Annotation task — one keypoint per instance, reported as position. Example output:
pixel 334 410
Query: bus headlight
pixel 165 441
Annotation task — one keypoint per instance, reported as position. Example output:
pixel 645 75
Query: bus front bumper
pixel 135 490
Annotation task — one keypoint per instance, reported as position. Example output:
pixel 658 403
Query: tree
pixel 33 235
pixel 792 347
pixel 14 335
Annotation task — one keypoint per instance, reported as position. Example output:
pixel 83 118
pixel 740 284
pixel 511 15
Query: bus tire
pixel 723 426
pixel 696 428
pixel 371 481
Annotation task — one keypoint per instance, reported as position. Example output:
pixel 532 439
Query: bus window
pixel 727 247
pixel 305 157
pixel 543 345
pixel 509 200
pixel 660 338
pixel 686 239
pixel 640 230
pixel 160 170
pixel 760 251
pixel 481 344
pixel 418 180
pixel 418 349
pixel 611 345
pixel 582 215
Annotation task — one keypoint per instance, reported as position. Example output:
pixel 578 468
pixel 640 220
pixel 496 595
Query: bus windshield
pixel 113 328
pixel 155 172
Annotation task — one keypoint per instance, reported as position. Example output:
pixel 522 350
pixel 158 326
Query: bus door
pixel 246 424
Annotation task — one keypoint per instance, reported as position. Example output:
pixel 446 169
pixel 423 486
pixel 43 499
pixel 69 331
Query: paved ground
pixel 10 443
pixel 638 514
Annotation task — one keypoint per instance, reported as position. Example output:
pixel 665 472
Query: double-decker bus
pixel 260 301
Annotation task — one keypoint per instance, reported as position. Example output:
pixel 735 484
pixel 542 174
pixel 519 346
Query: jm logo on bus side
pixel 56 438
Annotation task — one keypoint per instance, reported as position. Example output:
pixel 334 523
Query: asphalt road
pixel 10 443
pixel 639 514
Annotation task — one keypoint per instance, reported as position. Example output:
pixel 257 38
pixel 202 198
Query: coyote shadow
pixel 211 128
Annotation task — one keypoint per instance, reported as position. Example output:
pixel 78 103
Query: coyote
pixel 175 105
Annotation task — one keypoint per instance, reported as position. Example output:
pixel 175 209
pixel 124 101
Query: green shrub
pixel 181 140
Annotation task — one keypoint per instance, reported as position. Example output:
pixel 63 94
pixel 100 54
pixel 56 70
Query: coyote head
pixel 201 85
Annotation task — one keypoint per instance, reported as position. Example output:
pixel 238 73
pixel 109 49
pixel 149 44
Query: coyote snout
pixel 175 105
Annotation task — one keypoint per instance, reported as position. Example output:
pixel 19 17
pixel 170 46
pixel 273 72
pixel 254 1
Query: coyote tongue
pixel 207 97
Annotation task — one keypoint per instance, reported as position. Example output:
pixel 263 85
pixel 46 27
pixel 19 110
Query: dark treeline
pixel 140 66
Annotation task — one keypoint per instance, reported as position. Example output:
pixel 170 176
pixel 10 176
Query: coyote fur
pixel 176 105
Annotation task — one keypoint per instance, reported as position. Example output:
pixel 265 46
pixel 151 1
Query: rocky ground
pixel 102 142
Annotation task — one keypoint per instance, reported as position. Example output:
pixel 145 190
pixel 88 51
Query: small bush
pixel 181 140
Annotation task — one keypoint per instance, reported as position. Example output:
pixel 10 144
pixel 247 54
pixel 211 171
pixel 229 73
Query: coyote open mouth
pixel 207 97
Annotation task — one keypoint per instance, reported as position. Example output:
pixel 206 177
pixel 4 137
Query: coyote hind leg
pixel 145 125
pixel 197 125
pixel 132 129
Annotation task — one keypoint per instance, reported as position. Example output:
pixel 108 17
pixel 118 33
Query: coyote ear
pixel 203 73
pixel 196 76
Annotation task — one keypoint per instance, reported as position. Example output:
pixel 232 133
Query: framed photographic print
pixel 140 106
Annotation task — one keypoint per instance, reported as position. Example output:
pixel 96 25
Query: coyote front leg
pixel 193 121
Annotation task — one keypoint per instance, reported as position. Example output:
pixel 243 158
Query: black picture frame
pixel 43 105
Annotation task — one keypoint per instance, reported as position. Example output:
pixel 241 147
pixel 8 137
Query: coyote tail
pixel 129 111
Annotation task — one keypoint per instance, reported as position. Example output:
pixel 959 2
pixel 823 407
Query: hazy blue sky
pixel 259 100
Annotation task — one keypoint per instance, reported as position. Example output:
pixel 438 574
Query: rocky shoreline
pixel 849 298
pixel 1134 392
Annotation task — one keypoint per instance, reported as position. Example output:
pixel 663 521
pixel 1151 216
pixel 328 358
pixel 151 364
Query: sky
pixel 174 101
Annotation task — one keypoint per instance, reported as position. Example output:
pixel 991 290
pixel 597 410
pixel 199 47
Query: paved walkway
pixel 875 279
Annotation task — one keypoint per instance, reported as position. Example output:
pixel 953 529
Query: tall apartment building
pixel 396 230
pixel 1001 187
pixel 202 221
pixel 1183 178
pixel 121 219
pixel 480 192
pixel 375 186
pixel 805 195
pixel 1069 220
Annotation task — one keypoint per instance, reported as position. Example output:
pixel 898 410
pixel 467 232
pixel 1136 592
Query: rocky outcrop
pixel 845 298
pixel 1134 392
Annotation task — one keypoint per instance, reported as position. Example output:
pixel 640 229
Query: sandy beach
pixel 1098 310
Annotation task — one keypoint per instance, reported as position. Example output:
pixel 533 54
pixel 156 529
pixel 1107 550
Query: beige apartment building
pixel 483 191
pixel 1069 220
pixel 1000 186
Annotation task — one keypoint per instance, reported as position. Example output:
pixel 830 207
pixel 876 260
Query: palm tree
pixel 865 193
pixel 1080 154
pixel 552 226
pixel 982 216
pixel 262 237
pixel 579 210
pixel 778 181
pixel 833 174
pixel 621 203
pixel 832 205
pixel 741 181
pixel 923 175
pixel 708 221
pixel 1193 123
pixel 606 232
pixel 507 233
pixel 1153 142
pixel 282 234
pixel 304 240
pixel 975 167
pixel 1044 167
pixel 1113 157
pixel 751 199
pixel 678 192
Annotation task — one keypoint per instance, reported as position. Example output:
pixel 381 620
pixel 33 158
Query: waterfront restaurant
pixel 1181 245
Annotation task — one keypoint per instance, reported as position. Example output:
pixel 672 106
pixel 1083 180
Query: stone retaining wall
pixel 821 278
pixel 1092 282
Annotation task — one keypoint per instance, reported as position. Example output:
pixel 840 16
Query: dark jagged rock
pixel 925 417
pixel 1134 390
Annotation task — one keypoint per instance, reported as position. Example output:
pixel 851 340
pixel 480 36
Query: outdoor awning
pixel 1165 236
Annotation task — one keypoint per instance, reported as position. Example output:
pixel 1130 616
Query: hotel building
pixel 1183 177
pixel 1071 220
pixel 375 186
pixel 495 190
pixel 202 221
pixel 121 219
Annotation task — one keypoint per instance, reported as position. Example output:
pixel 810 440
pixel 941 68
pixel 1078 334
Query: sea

○ ○ ○ ○ ○

* **Given task**
Please convert every line of the entries above into a JSON list of strings, one string per line, leaving out any blank lines.

* **Reply to the exercise**
[
  "Annotation task — one keypoint per instance, reported as position. Example output:",
  "pixel 334 410",
  "Query: bus headlight",
  "pixel 165 441",
  "Annotation task — one keypoint per instance, reported as position. Example output:",
  "pixel 645 75",
  "Query: bus front bumper",
  "pixel 135 490",
  "Annotation task — one keypoint per instance, reported as position. Example output:",
  "pixel 658 403",
  "Query: tree",
  "pixel 33 235",
  "pixel 792 347",
  "pixel 14 335",
  "Annotation task — one keypoint per instance, reported as position. Example output:",
  "pixel 83 118",
  "pixel 740 284",
  "pixel 511 15",
  "Query: bus tire",
  "pixel 723 426",
  "pixel 696 428",
  "pixel 371 481",
  "Annotation task — one keypoint per instance, reported as position. Example output:",
  "pixel 532 439",
  "Query: bus window",
  "pixel 727 247",
  "pixel 305 157",
  "pixel 543 345",
  "pixel 509 200",
  "pixel 660 338",
  "pixel 686 239",
  "pixel 640 230",
  "pixel 160 170",
  "pixel 760 251",
  "pixel 481 344",
  "pixel 418 180",
  "pixel 418 349",
  "pixel 611 345",
  "pixel 582 215",
  "Annotation task — one keypoint per instance, reported as position. Example output:",
  "pixel 578 468",
  "pixel 640 220",
  "pixel 496 595",
  "Query: bus windshield",
  "pixel 113 328",
  "pixel 155 172",
  "Annotation task — one keypoint per instance, reported as position. Example output:",
  "pixel 522 350",
  "pixel 158 326",
  "Query: bus door",
  "pixel 246 424",
  "Annotation task — one keypoint per instance, reported as position. Example output:",
  "pixel 446 169",
  "pixel 423 486",
  "pixel 43 499",
  "pixel 69 331",
  "Query: paved ground",
  "pixel 10 443",
  "pixel 638 514",
  "Annotation task — one keypoint per instance, reported as position. Example output:",
  "pixel 665 472",
  "Query: double-decker bus",
  "pixel 260 301",
  "Annotation task — one keypoint per instance, reported as position. Example output:",
  "pixel 735 484",
  "pixel 542 174",
  "pixel 519 346",
  "Query: jm logo on bus side",
  "pixel 56 438",
  "Annotation task — one keypoint per instance, reported as position. Example output:",
  "pixel 334 523",
  "Query: asphalt road",
  "pixel 10 443",
  "pixel 639 514",
  "Annotation task — one keypoint per instance, reported as position. Example output:",
  "pixel 257 38",
  "pixel 202 198",
  "Query: coyote shadow",
  "pixel 211 128",
  "Annotation task — one keypoint per instance, reported as position. Example output:",
  "pixel 78 103",
  "Query: coyote",
  "pixel 175 105",
  "Annotation task — one keypoint per instance, reported as position. Example output:",
  "pixel 175 209",
  "pixel 124 101",
  "Query: green shrub",
  "pixel 181 140",
  "Annotation task — one keypoint per instance, reported as position. Example output:",
  "pixel 63 94",
  "pixel 100 54",
  "pixel 56 70",
  "Query: coyote head",
  "pixel 201 85",
  "Annotation task — one keypoint per instance, reported as position. Example output:",
  "pixel 238 73",
  "pixel 109 49",
  "pixel 149 44",
  "Query: coyote snout",
  "pixel 175 105",
  "Annotation task — one keypoint per instance, reported as position. Example output:",
  "pixel 19 17",
  "pixel 170 46",
  "pixel 273 72",
  "pixel 254 1",
  "Query: coyote tongue",
  "pixel 207 97",
  "Annotation task — one keypoint per instance, reported as position. Example output:",
  "pixel 263 85",
  "pixel 46 27",
  "pixel 19 110",
  "Query: dark treeline",
  "pixel 140 66",
  "Annotation task — one keypoint per instance, reported as position. Example output:",
  "pixel 170 176",
  "pixel 10 176",
  "Query: coyote fur",
  "pixel 176 105",
  "Annotation task — one keypoint per instance, reported as position. Example output:",
  "pixel 265 46",
  "pixel 151 1",
  "Query: rocky ground",
  "pixel 102 142",
  "Annotation task — one keypoint per instance, reported as position. Example output:",
  "pixel 145 190",
  "pixel 88 51",
  "Query: small bush",
  "pixel 181 140",
  "Annotation task — one keypoint per instance, reported as position. Example output:",
  "pixel 10 144",
  "pixel 247 54",
  "pixel 211 171",
  "pixel 229 73",
  "Query: coyote open mouth",
  "pixel 207 97",
  "Annotation task — one keypoint per instance, reported as position. Example output:",
  "pixel 206 177",
  "pixel 4 137",
  "Query: coyote hind leg",
  "pixel 145 125",
  "pixel 197 125",
  "pixel 132 129",
  "Annotation task — one keypoint per instance, reported as position. Example output:",
  "pixel 108 17",
  "pixel 118 33",
  "Query: coyote ear",
  "pixel 203 73",
  "pixel 196 76",
  "Annotation task — one keypoint per instance, reported as position. Example output:",
  "pixel 232 133",
  "Query: framed photographic print",
  "pixel 140 106",
  "Annotation task — one keypoint per instance, reported as position. Example output:",
  "pixel 96 25",
  "Query: coyote front leg",
  "pixel 193 121",
  "Annotation task — one keypoint per instance, reported as position. Example output:",
  "pixel 243 158",
  "Query: black picture frame",
  "pixel 43 105",
  "Annotation task — one keypoint per instance, reported as position. Example output:",
  "pixel 241 147",
  "pixel 8 137",
  "Query: coyote tail",
  "pixel 129 111",
  "Annotation task — one keypoint per instance, reported as position. Example output:",
  "pixel 959 2",
  "pixel 823 407",
  "Query: hazy blue sky",
  "pixel 259 100",
  "Annotation task — one keypoint per instance, reported as position. Example output:",
  "pixel 438 574",
  "Query: rocky shoreline",
  "pixel 849 298",
  "pixel 1134 392",
  "Annotation task — one keypoint per instance, reported as position. Example output:",
  "pixel 663 521",
  "pixel 1151 216",
  "pixel 328 358",
  "pixel 151 364",
  "Query: sky",
  "pixel 174 101",
  "Annotation task — one keypoint per instance, reported as position. Example output:",
  "pixel 991 290",
  "pixel 597 410",
  "pixel 199 47",
  "Query: paved walkway",
  "pixel 875 279",
  "Annotation task — one keypoint per instance, reported as position. Example output:",
  "pixel 953 529",
  "Query: tall apartment building",
  "pixel 396 230",
  "pixel 1001 187",
  "pixel 202 221",
  "pixel 1183 178",
  "pixel 121 219",
  "pixel 480 192",
  "pixel 375 186",
  "pixel 805 195",
  "pixel 1069 220",
  "Annotation task — one keypoint per instance, reported as position. Example output:",
  "pixel 898 410",
  "pixel 467 232",
  "pixel 1136 592",
  "Query: rocky outcrop",
  "pixel 845 298",
  "pixel 1134 392",
  "Annotation task — one keypoint per instance, reported as position. Example output:",
  "pixel 640 229",
  "Query: sandy beach",
  "pixel 1098 310",
  "Annotation task — one keypoint per instance, reported as position. Example output:",
  "pixel 533 54",
  "pixel 156 529",
  "pixel 1107 550",
  "Query: beige apartment building",
  "pixel 483 191",
  "pixel 1069 220",
  "pixel 1000 186",
  "Annotation task — one keypoint per instance, reported as position. Example output:",
  "pixel 830 207",
  "pixel 876 260",
  "Query: palm tree",
  "pixel 865 193",
  "pixel 1080 154",
  "pixel 552 226",
  "pixel 982 216",
  "pixel 262 237",
  "pixel 579 210",
  "pixel 778 181",
  "pixel 833 174",
  "pixel 621 203",
  "pixel 832 205",
  "pixel 741 181",
  "pixel 923 175",
  "pixel 708 221",
  "pixel 1193 123",
  "pixel 606 232",
  "pixel 507 233",
  "pixel 1153 142",
  "pixel 282 234",
  "pixel 304 240",
  "pixel 975 167",
  "pixel 1044 167",
  "pixel 1113 157",
  "pixel 751 199",
  "pixel 678 192",
  "Annotation task — one keypoint per instance, reported as position. Example output:",
  "pixel 381 620",
  "pixel 33 158",
  "Query: waterfront restaurant",
  "pixel 1181 245",
  "Annotation task — one keypoint per instance, reported as position. Example output:",
  "pixel 672 106",
  "pixel 1083 180",
  "Query: stone retaining wall",
  "pixel 821 278",
  "pixel 1092 282",
  "Annotation task — one keypoint per instance, reported as position. Example output:",
  "pixel 840 16",
  "Query: dark jagged rock",
  "pixel 925 417",
  "pixel 1134 390",
  "Annotation task — one keypoint per instance, reported as position. Example output:",
  "pixel 851 340",
  "pixel 480 36",
  "Query: outdoor awning",
  "pixel 1165 236",
  "Annotation task — one keypoint per instance, reported as position. Example output:",
  "pixel 1130 616",
  "Query: hotel building",
  "pixel 1183 177",
  "pixel 1071 220",
  "pixel 375 186",
  "pixel 495 190",
  "pixel 202 221",
  "pixel 121 219",
  "Annotation task — one keypoint per instance, reported as position. Example output:",
  "pixel 810 440",
  "pixel 941 68",
  "pixel 1078 334",
  "Query: sea"
]